Document excerpt:
***

But the true problem is not Wente’s “no, fuck you” non-apology. Much more important is how the Globe reacted to the accusation. Chris Selley (in the above-mentioned link) has already discussed at some length how Sylvia Stead’s initial response to the plagiarism accusations was completely inadequate. Wainio’s earlier response to Stead’s column is also worth reading, particularly given the excerpts from the private letter Stead sent Wainio wherein Stead accuses the blogger of attempting to “publicly defame” Wente with “single-minded zealotry.” (If all of that is too long for you to read, there is always this amusing Tweet from Steve Murray, which also has a funny picture.) Nowhere in her further explanation does Stead acknowledge that she attacked Wainio, and that’s the most shocking thing she did.

Since Stead’s initial response, we have now gotten the Word From On High. John Stackhouse, the editor-in-chief of the Globe boldly declared that he would defend Margaret Wente’s “right to free expression” (this provoked a loud chorus of laughter on the internet, which generally understands the difference between one’s freedom of expression and being paid to write for a living) and asserted that whatever disciplinary matters were taken were between the paper and Wente.

This latter choice is the paper’s to make, but given the stakes at hand, it comes across as tactically unwise. The media in this day and age live and die by the public’s trust in them as fair parties, and transparency in the disciplinary process can and should be a vital part of that trust. When a newspaper (or website) screws up, it needs to admit that it screwed up immediately and clearly, and if the transgression is important enough that it merits discipline, that discipline should also be made public. This is especially important when the person who screwed up is a former managing editor of your newspaper, as Wente is.

***

Exercises:
1. Please copy out the part of the Wente plagiarism commentary that begins at the words "This latter choice" and ends after "as Wente is.", renaming "newspaper" to "publication" each time it appears.
2. In the Wente plagiarism commentary, who is named as the Globe's editor-in-chief?

***

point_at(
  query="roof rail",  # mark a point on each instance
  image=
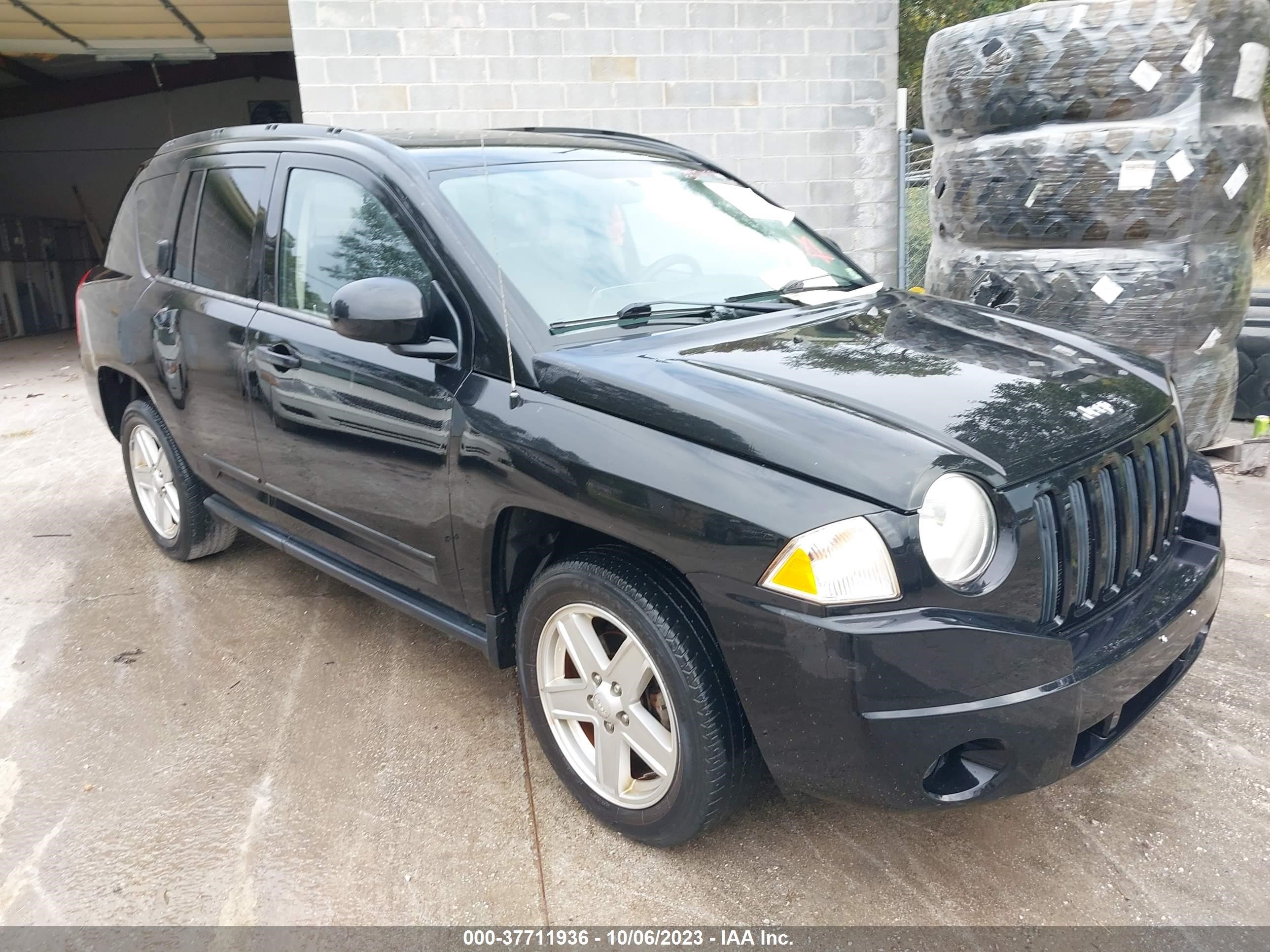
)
(274, 131)
(669, 148)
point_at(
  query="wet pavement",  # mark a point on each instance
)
(244, 741)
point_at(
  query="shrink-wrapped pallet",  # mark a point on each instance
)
(1100, 167)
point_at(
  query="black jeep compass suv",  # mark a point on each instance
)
(598, 408)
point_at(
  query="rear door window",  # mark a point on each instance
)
(336, 232)
(228, 216)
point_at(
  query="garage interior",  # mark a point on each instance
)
(88, 92)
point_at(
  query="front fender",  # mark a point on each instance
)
(696, 508)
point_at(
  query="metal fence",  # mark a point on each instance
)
(915, 221)
(41, 263)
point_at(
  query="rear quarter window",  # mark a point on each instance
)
(139, 224)
(226, 224)
(153, 197)
(121, 254)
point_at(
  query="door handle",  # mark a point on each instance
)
(279, 356)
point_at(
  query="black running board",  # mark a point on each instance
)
(418, 607)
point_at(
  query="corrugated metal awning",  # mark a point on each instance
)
(144, 27)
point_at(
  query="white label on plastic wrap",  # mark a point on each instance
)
(1236, 182)
(1137, 174)
(1146, 75)
(1194, 58)
(1253, 71)
(1108, 290)
(1180, 166)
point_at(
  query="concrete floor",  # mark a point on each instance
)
(286, 750)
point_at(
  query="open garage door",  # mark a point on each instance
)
(89, 89)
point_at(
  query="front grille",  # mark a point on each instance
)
(1105, 530)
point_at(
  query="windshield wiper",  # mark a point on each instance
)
(640, 312)
(793, 287)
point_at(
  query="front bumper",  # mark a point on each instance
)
(918, 708)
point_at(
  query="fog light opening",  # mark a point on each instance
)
(967, 771)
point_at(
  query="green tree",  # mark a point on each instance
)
(378, 248)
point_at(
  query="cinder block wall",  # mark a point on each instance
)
(798, 98)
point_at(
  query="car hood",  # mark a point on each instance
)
(877, 395)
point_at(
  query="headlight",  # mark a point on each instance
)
(958, 528)
(839, 564)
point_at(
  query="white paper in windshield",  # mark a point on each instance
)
(750, 202)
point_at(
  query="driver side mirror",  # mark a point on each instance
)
(391, 311)
(380, 310)
(163, 257)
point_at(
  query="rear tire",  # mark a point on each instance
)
(169, 498)
(603, 598)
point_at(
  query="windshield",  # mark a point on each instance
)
(585, 239)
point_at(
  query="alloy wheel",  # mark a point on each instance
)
(153, 479)
(606, 706)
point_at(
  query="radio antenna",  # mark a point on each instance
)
(513, 395)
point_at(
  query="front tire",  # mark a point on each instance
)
(629, 696)
(169, 498)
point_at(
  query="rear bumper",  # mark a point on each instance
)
(877, 708)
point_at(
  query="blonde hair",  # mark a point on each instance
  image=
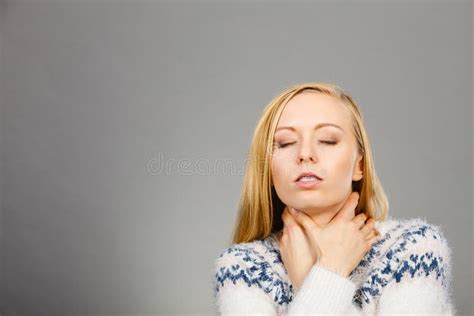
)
(260, 209)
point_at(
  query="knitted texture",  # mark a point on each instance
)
(406, 271)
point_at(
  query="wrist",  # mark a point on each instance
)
(333, 268)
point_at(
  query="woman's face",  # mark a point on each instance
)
(303, 144)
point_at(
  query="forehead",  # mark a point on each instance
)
(311, 108)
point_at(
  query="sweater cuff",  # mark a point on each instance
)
(324, 291)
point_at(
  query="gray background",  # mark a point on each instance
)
(96, 93)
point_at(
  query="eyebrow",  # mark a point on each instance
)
(291, 128)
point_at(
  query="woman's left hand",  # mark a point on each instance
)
(297, 254)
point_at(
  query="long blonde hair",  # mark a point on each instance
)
(260, 209)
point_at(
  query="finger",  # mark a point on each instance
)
(374, 234)
(368, 227)
(347, 211)
(291, 224)
(374, 238)
(359, 219)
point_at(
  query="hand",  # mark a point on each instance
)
(297, 254)
(343, 242)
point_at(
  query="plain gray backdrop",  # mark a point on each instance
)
(125, 127)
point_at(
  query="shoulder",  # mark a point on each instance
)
(415, 247)
(414, 234)
(249, 265)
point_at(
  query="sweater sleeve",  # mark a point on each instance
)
(418, 285)
(422, 281)
(242, 283)
(416, 281)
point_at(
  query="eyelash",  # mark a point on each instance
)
(331, 143)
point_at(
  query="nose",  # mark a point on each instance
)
(306, 153)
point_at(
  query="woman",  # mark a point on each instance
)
(313, 234)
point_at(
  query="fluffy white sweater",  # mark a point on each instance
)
(407, 271)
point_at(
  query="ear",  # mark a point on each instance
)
(358, 173)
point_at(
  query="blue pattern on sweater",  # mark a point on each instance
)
(394, 264)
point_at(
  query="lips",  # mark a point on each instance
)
(308, 174)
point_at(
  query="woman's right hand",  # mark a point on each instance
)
(343, 242)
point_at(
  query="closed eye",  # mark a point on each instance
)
(327, 142)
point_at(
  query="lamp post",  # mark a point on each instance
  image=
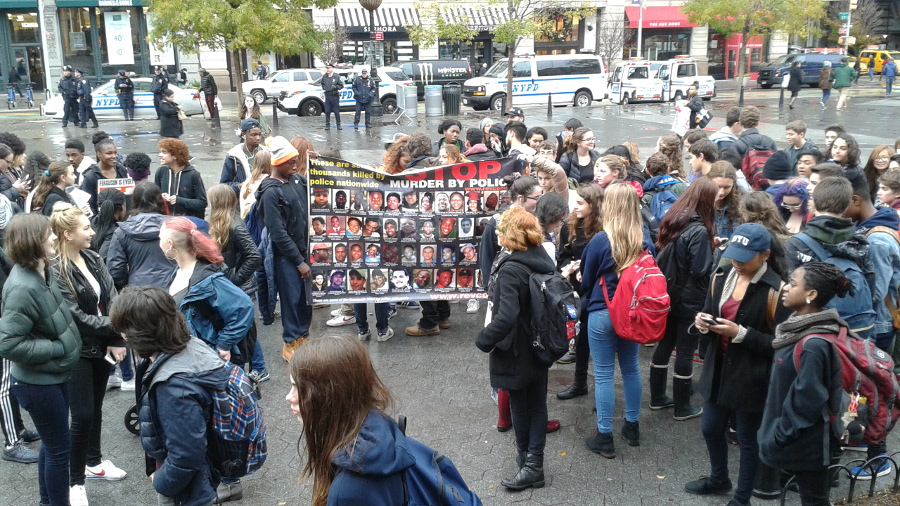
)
(371, 5)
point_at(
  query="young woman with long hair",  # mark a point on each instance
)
(39, 337)
(242, 258)
(88, 289)
(52, 188)
(685, 254)
(610, 251)
(508, 338)
(583, 223)
(728, 200)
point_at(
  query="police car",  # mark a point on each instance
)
(571, 78)
(106, 101)
(309, 100)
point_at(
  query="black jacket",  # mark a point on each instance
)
(187, 186)
(739, 380)
(169, 124)
(509, 336)
(242, 257)
(91, 317)
(90, 178)
(693, 265)
(283, 208)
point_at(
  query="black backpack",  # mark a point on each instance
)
(554, 311)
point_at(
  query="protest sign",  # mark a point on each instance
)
(377, 237)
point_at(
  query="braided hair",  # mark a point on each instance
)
(828, 280)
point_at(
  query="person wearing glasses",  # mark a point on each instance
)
(580, 156)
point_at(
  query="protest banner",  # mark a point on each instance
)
(377, 237)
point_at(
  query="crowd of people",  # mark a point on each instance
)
(746, 233)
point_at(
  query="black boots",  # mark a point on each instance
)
(658, 397)
(531, 474)
(681, 390)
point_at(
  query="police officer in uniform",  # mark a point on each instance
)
(68, 88)
(157, 86)
(125, 89)
(85, 100)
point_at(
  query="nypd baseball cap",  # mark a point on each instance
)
(748, 240)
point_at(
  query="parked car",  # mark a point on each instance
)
(810, 64)
(437, 72)
(309, 99)
(575, 79)
(282, 80)
(106, 101)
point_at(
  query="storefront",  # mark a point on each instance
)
(391, 22)
(665, 32)
(20, 42)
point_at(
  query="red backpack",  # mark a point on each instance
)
(752, 166)
(641, 304)
(869, 388)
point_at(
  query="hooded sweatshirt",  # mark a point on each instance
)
(369, 469)
(187, 187)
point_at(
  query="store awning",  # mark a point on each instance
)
(482, 19)
(658, 17)
(386, 19)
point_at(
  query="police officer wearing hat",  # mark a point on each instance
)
(125, 89)
(85, 100)
(68, 88)
(159, 84)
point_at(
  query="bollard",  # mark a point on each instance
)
(275, 112)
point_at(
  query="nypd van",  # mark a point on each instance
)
(572, 79)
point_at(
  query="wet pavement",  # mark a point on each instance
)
(441, 383)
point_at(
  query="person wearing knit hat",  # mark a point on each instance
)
(240, 159)
(283, 206)
(777, 170)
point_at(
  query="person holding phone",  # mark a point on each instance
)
(741, 312)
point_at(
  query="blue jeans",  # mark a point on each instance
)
(605, 345)
(48, 406)
(296, 314)
(714, 425)
(381, 317)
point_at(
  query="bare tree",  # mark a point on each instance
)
(611, 37)
(333, 45)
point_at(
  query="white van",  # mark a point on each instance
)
(574, 79)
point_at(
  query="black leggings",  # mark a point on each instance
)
(677, 338)
(529, 412)
(87, 388)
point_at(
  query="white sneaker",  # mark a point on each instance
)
(77, 496)
(106, 470)
(341, 320)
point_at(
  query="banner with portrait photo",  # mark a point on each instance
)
(377, 237)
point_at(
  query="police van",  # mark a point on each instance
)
(678, 74)
(574, 79)
(634, 81)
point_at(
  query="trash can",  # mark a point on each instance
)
(452, 94)
(411, 101)
(433, 103)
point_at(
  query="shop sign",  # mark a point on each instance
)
(118, 38)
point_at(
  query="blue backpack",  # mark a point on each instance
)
(857, 310)
(433, 480)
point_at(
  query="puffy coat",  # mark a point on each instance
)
(739, 378)
(91, 317)
(370, 467)
(174, 411)
(37, 332)
(508, 336)
(134, 256)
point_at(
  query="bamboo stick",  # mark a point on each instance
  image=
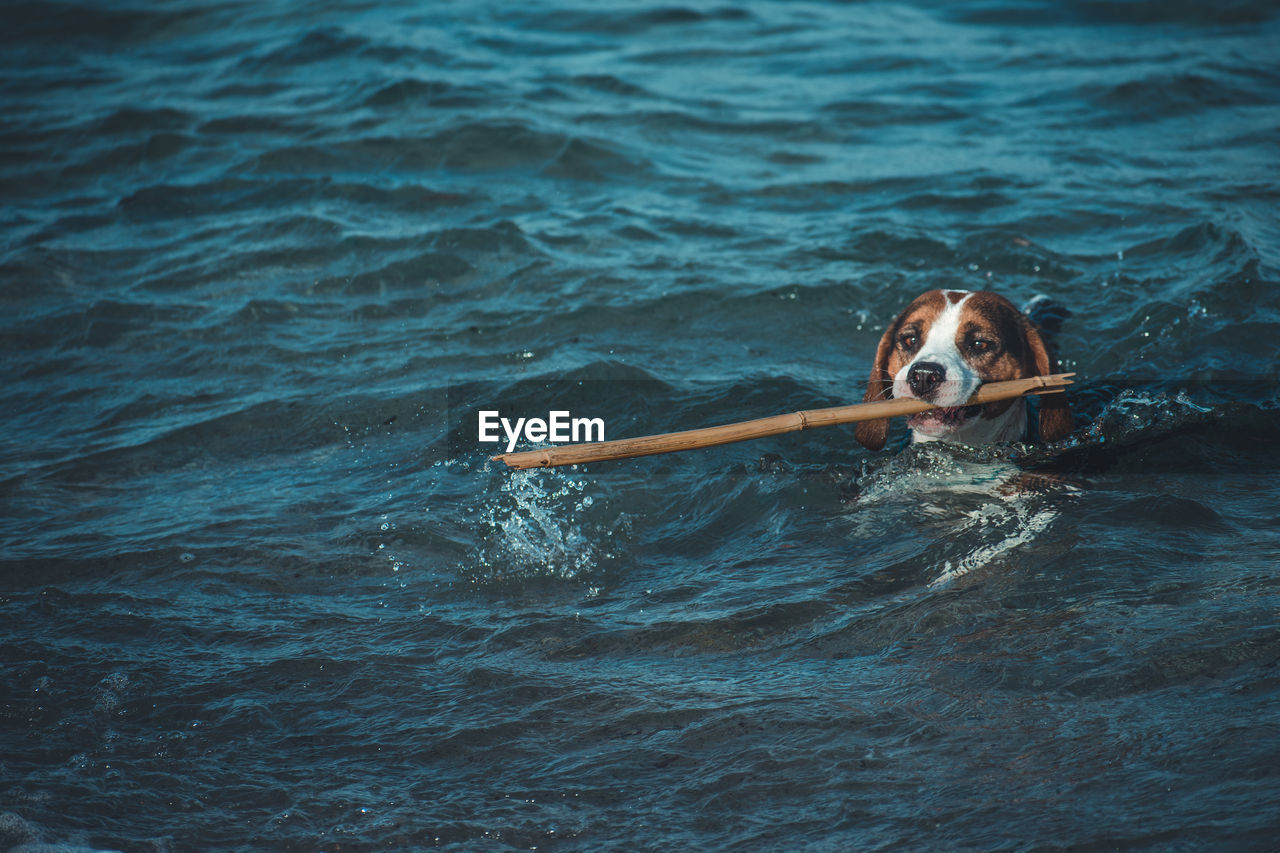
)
(764, 427)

***

Outputs for the tasks:
1.
This latter choice is the paper’s to make, but given the stakes at hand, it comes across as tactically unwise. The media in this day and age live and die by the public’s trust in them as fair parties, and transparency in the disciplinary process can and should be a vital part of that trust. When a publication (or website) screws up, it needs to admit that it screwed up immediately and clearly, and if the transgression is important enough that it merits discipline, that discipline should also be made public. This is especially important when the person who screwed up is a former managing editor of your publication, as Wente is.

2. John Stackhouse